■ Record extracts ■
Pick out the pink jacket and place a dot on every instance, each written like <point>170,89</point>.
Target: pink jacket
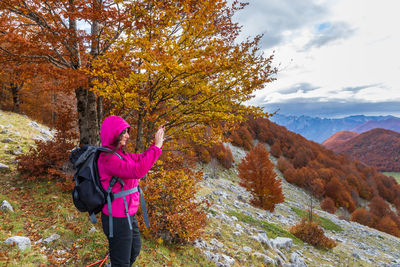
<point>130,170</point>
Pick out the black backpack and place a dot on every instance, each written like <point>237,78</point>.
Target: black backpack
<point>88,194</point>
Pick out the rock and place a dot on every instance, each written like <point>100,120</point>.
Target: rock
<point>34,125</point>
<point>211,256</point>
<point>5,206</point>
<point>263,238</point>
<point>247,249</point>
<point>21,241</point>
<point>227,260</point>
<point>200,244</point>
<point>51,238</point>
<point>297,261</point>
<point>267,259</point>
<point>215,242</point>
<point>8,141</point>
<point>282,242</point>
<point>4,167</point>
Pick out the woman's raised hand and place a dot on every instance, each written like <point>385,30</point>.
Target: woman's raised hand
<point>159,138</point>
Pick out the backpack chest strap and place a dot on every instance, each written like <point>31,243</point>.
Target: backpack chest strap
<point>123,193</point>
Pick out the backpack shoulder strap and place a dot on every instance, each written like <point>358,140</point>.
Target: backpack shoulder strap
<point>104,149</point>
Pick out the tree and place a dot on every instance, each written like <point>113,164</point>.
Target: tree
<point>328,205</point>
<point>53,32</point>
<point>363,216</point>
<point>180,66</point>
<point>257,176</point>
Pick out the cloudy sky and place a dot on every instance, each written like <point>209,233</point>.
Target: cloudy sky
<point>335,57</point>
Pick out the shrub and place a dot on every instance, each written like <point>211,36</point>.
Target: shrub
<point>242,138</point>
<point>379,207</point>
<point>174,214</point>
<point>283,164</point>
<point>202,154</point>
<point>276,149</point>
<point>47,159</point>
<point>328,205</point>
<point>223,154</point>
<point>311,233</point>
<point>364,217</point>
<point>257,176</point>
<point>387,225</point>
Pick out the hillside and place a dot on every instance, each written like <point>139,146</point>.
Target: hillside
<point>388,124</point>
<point>237,234</point>
<point>338,138</point>
<point>319,129</point>
<point>377,147</point>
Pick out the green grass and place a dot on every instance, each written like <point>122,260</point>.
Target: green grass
<point>272,230</point>
<point>325,223</point>
<point>396,175</point>
<point>41,209</point>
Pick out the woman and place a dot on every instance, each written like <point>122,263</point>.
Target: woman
<point>125,244</point>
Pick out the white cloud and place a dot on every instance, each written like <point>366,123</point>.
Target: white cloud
<point>330,50</point>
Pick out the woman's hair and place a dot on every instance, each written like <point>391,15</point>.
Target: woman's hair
<point>116,142</point>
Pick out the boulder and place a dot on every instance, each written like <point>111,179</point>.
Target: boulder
<point>51,238</point>
<point>21,241</point>
<point>4,167</point>
<point>282,242</point>
<point>5,206</point>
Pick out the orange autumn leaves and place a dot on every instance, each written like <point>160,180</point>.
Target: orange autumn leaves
<point>257,176</point>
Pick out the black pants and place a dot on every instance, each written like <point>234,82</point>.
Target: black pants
<point>125,246</point>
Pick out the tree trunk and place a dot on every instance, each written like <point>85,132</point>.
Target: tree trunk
<point>15,94</point>
<point>139,135</point>
<point>88,117</point>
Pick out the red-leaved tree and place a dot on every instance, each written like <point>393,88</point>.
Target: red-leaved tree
<point>257,176</point>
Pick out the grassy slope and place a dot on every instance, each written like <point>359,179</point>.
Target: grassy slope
<point>42,210</point>
<point>396,175</point>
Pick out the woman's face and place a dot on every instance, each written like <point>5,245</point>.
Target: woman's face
<point>124,138</point>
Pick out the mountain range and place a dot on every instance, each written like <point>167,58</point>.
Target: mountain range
<point>319,129</point>
<point>377,147</point>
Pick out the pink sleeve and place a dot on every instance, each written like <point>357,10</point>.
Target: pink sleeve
<point>135,168</point>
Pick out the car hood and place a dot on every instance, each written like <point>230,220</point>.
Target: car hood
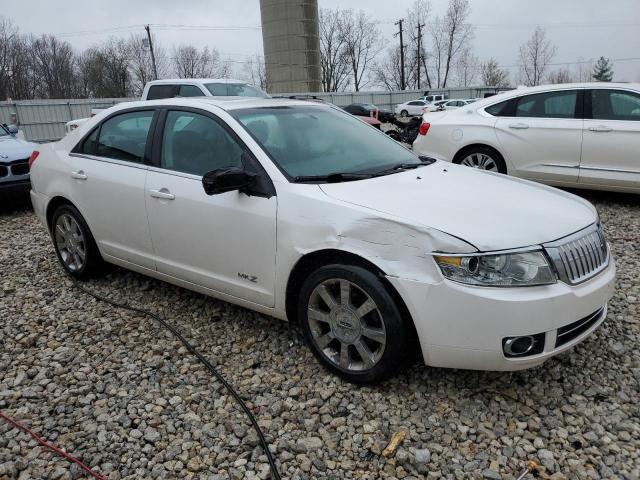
<point>488,210</point>
<point>14,149</point>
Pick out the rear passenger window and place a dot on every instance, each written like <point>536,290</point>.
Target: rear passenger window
<point>90,144</point>
<point>197,144</point>
<point>158,92</point>
<point>190,91</point>
<point>615,105</point>
<point>124,137</point>
<point>548,105</point>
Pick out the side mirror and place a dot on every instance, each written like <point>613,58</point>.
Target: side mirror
<point>226,180</point>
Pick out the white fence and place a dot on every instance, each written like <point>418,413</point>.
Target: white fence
<point>43,120</point>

■ What needs to be done ■
The listing is to be reproduced in full and exactly, except that its pictures are to be dropped.

■ Expected output ■
Pick out the pink jacket and place a dot on every instance, each written like <point>170,89</point>.
Target: pink jacket
<point>130,170</point>
Pick out the black backpack and place a dot on every instance, each written like <point>237,78</point>.
Target: black backpack
<point>88,194</point>
Pick out the rock and place a dot on every instance, each written like <point>100,120</point>.
Target: rock
<point>34,125</point>
<point>211,256</point>
<point>5,206</point>
<point>263,238</point>
<point>247,249</point>
<point>21,241</point>
<point>227,260</point>
<point>200,244</point>
<point>51,238</point>
<point>297,261</point>
<point>267,259</point>
<point>215,242</point>
<point>8,141</point>
<point>282,242</point>
<point>4,167</point>
Pick out the woman's raised hand and place a dot on every instance, each written like <point>385,30</point>.
Target: woman's raised hand
<point>159,138</point>
Pick out the backpack chest strap and place a dot on every instance, each written like <point>31,243</point>.
Target: backpack chest strap
<point>123,193</point>
Pick out the backpack shoulder strap and place a dot on every instance, each written like <point>358,140</point>.
Target: backpack shoulder strap
<point>104,149</point>
Pick out the tree and place a dot on every instance, each written like <point>113,164</point>.
Target: tree
<point>328,205</point>
<point>53,32</point>
<point>363,216</point>
<point>180,66</point>
<point>257,176</point>
Pick out the cloudy sky and place a dot on every instance, each written like <point>209,233</point>.
Target: cloudy sky
<point>335,57</point>
Pick out the shrub and place a dot on every instance, each written like <point>211,36</point>.
Target: shrub
<point>242,138</point>
<point>379,207</point>
<point>174,214</point>
<point>283,164</point>
<point>202,154</point>
<point>276,149</point>
<point>47,159</point>
<point>328,205</point>
<point>223,154</point>
<point>311,233</point>
<point>364,217</point>
<point>257,176</point>
<point>387,225</point>
Pick out the hillside and place a dot on every instance, each written like <point>139,146</point>.
Target: hillside
<point>388,124</point>
<point>237,234</point>
<point>338,138</point>
<point>319,129</point>
<point>377,147</point>
Pick out the green grass and place a dot on every instance, each written like <point>122,260</point>.
Target: green grass
<point>272,230</point>
<point>325,223</point>
<point>396,175</point>
<point>41,209</point>
Pick out the woman and place a dot on every instance, each written like <point>122,263</point>.
Target: woman
<point>125,244</point>
Pick out the white cloud and place a dot on every instance, each written like <point>366,123</point>.
Target: white cloud
<point>330,50</point>
Pick out the woman's hair and place a dot on every instance, each written like <point>391,15</point>.
Target: woman's hair
<point>116,142</point>
Pick out the boulder and place a dot on every instance, each written like <point>111,179</point>.
Target: boulder
<point>51,238</point>
<point>21,241</point>
<point>4,167</point>
<point>282,242</point>
<point>5,206</point>
Pick out the orange autumn leaves and place a dot on every instance, each written like <point>160,180</point>.
Target: orange autumn leaves
<point>257,176</point>
Pick out the black pants and place a dot on every instance, each written like <point>234,82</point>.
Target: black pants
<point>125,246</point>
Pick out the tree trunk and place a dot on every instance, each written like <point>85,132</point>.
Target: tree trunk
<point>15,94</point>
<point>139,135</point>
<point>88,117</point>
Pick out the red-leaved tree and place a dot on every instance, each written like <point>393,88</point>.
Target: red-leaved tree
<point>257,176</point>
Pick out the grassy slope and place a dot on every instance, each written like <point>359,179</point>.
Target: grassy slope
<point>42,210</point>
<point>396,175</point>
Pick out the woman's face and place a dot on every instance, each written like <point>5,245</point>.
Target: woman's face
<point>124,138</point>
Pick out the mountain range and place a dot on every instance, each written like <point>167,58</point>.
Target: mountain range
<point>319,129</point>
<point>377,147</point>
Pick out the pink sleeve and place a dot on every instance, each written like <point>357,10</point>.
Target: pink sleeve
<point>135,168</point>
Pick out the car hood and place a dot on every instance, each written like <point>230,220</point>.
Target: car hood
<point>488,210</point>
<point>14,149</point>
Pick out the rear passenger window and place a dot on every instance, each written like <point>536,290</point>.
Target: rear passenger window
<point>90,144</point>
<point>197,144</point>
<point>158,92</point>
<point>190,91</point>
<point>615,105</point>
<point>124,137</point>
<point>548,105</point>
Pick out the side mirror and place a dot on every instance, each written like <point>613,58</point>.
Target: side mirror
<point>226,180</point>
Pick out the white fence and place a dot on every instance, each written like <point>418,413</point>.
Target: white fence
<point>43,120</point>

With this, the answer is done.